- Provided records:
.....
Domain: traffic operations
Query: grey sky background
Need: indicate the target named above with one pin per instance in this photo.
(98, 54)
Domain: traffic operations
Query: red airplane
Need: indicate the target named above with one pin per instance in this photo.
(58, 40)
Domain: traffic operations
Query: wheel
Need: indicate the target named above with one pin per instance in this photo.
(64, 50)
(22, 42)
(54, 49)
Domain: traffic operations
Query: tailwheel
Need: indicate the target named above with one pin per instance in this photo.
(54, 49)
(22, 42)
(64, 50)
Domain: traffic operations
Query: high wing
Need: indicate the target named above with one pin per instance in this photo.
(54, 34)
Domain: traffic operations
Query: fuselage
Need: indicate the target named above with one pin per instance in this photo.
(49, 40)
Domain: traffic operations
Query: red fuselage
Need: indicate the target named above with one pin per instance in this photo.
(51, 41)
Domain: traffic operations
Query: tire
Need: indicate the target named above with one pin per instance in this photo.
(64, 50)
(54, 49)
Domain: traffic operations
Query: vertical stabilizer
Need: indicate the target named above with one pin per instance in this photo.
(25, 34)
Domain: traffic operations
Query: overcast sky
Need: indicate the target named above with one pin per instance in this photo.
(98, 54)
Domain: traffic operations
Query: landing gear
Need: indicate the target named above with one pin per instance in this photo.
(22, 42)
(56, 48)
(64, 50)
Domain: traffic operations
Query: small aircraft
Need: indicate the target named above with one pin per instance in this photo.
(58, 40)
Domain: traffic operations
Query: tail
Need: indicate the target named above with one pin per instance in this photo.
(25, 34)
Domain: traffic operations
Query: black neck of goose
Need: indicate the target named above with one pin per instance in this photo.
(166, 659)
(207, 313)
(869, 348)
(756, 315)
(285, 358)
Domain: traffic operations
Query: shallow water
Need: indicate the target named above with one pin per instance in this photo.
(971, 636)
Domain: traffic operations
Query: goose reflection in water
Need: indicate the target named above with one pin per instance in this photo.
.....
- About this task:
Copy out each line of the data that has the word "water" in it.

- Response to this task:
Query: shallow water
Query: goose reflection in water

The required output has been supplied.